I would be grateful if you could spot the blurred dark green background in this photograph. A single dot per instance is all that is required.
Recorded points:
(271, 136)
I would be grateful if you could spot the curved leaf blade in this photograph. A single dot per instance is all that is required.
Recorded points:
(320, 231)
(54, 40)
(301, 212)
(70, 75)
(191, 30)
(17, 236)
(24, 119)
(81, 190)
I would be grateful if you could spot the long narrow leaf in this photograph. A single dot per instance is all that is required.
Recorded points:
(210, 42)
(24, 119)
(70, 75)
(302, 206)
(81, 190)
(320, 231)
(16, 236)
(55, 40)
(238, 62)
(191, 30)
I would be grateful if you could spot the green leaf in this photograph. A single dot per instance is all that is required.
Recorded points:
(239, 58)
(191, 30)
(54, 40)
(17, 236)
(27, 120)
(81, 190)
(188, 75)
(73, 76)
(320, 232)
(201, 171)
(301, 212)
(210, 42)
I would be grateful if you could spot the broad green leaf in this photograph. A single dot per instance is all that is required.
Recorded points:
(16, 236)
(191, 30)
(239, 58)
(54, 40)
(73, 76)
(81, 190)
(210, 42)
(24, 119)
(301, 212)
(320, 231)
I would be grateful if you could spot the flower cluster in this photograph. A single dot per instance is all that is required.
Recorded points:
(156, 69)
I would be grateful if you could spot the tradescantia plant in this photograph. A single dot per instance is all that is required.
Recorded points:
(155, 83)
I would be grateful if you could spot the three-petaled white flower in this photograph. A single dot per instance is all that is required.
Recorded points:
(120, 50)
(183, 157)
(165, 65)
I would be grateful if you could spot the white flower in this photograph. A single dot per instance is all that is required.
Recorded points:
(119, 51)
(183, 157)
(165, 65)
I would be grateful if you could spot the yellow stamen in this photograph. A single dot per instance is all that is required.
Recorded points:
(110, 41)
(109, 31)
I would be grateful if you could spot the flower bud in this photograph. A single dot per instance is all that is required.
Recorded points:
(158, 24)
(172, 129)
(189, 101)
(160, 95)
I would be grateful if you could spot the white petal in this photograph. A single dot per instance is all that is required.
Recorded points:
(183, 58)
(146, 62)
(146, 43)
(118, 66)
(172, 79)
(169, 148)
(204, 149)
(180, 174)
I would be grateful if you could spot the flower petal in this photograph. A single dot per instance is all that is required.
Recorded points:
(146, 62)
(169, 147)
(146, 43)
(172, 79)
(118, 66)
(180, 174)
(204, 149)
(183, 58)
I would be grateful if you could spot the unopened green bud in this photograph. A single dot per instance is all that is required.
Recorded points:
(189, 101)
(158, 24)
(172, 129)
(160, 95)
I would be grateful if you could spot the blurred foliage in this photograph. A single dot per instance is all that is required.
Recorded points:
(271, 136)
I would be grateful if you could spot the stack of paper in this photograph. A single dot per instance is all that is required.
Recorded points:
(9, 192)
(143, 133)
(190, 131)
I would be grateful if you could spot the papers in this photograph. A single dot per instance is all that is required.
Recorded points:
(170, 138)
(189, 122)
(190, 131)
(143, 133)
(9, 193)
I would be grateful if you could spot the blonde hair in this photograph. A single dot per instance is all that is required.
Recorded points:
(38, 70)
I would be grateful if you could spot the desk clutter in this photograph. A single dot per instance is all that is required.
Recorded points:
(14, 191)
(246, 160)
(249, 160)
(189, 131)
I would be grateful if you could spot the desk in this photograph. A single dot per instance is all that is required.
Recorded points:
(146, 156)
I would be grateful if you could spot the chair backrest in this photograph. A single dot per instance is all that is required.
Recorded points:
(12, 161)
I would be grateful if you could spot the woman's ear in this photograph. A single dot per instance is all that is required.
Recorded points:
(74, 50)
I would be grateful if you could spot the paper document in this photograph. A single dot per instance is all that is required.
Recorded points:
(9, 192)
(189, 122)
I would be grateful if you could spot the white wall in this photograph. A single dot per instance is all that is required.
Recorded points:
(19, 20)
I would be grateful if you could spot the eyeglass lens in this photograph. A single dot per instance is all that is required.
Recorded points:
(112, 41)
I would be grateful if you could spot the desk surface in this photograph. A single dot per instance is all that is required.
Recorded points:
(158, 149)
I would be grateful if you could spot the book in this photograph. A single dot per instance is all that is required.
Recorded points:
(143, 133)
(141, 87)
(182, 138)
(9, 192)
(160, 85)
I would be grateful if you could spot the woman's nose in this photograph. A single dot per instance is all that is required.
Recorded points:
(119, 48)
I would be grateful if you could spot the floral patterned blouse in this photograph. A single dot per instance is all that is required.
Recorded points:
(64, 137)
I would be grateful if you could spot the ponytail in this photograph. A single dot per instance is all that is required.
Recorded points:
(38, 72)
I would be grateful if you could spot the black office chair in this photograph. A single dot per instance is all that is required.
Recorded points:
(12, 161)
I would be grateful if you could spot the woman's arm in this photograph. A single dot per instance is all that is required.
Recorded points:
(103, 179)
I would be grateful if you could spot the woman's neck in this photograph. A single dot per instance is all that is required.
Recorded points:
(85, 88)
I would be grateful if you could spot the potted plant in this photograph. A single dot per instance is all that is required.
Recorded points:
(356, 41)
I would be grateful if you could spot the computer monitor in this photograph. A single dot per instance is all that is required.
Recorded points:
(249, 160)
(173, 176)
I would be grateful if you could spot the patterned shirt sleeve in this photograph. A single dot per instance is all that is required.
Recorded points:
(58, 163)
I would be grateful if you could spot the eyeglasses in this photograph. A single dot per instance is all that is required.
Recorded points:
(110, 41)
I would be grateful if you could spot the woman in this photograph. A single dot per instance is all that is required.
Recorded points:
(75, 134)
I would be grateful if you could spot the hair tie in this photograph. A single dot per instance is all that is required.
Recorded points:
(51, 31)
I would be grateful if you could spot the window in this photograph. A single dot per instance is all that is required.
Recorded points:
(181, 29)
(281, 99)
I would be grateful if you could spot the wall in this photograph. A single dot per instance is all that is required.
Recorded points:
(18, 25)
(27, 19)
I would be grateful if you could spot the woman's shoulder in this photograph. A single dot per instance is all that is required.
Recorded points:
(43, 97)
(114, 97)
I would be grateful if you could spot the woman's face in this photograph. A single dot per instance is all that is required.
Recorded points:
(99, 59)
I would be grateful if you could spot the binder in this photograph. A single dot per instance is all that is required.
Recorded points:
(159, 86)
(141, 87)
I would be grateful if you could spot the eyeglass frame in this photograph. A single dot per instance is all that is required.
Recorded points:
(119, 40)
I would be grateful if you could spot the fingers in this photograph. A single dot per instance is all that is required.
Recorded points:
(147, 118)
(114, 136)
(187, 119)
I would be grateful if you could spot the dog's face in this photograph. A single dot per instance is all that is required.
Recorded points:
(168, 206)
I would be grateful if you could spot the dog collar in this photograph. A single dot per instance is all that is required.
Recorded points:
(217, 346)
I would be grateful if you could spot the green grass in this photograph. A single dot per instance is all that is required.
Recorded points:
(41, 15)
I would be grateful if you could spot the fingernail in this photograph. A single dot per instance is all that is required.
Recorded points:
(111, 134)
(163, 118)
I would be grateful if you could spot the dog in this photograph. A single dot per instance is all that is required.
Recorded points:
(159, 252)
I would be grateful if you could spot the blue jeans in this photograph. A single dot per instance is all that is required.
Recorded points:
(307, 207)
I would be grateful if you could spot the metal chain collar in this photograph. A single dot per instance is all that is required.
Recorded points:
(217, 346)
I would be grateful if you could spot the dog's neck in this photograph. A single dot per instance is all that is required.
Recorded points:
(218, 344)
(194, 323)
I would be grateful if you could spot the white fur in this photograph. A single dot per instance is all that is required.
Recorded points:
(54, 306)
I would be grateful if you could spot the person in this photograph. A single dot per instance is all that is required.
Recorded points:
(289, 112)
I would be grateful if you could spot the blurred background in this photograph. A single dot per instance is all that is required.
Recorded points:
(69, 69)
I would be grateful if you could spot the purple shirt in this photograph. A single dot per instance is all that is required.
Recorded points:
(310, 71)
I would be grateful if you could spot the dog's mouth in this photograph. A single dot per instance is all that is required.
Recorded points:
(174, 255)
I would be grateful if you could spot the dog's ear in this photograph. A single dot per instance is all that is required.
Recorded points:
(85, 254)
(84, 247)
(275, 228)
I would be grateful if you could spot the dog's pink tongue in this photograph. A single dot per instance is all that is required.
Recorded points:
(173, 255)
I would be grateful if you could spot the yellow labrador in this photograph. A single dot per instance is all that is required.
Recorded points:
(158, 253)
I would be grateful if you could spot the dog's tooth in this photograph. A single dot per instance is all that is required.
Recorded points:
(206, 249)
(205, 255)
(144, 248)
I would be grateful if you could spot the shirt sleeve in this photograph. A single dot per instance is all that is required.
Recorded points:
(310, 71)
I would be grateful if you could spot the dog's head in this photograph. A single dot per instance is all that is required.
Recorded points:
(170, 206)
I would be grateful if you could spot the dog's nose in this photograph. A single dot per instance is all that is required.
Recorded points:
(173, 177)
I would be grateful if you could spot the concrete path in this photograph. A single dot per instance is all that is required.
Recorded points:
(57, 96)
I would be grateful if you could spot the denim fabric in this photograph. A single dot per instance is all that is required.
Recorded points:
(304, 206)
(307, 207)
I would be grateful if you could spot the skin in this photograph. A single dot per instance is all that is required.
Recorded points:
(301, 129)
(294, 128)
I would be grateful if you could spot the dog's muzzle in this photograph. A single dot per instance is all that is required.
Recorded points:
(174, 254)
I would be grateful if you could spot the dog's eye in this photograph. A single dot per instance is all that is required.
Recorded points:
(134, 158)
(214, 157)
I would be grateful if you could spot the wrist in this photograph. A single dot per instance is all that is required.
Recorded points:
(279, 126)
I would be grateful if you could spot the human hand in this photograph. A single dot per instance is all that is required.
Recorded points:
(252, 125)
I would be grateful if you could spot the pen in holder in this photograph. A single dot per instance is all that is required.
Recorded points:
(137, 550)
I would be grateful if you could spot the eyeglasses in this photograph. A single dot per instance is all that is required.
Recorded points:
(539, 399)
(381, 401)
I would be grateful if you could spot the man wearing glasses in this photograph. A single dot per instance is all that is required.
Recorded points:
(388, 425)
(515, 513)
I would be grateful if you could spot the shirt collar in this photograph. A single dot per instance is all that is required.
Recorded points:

## EXERCISE
Look above and return each line of the records exactly, from the very first through the line with "I would be grateful if you could spot the curved", both included.

## ANSWER FOR THIS EXERCISE
I would be grateful if you could spot the blurred dark green background in this photograph. A single dot per instance is all that is required.
Recorded points:
(271, 136)
I would be grateful if you could spot the curved leaf blade in this photograph. A single dot per instance is all that is required.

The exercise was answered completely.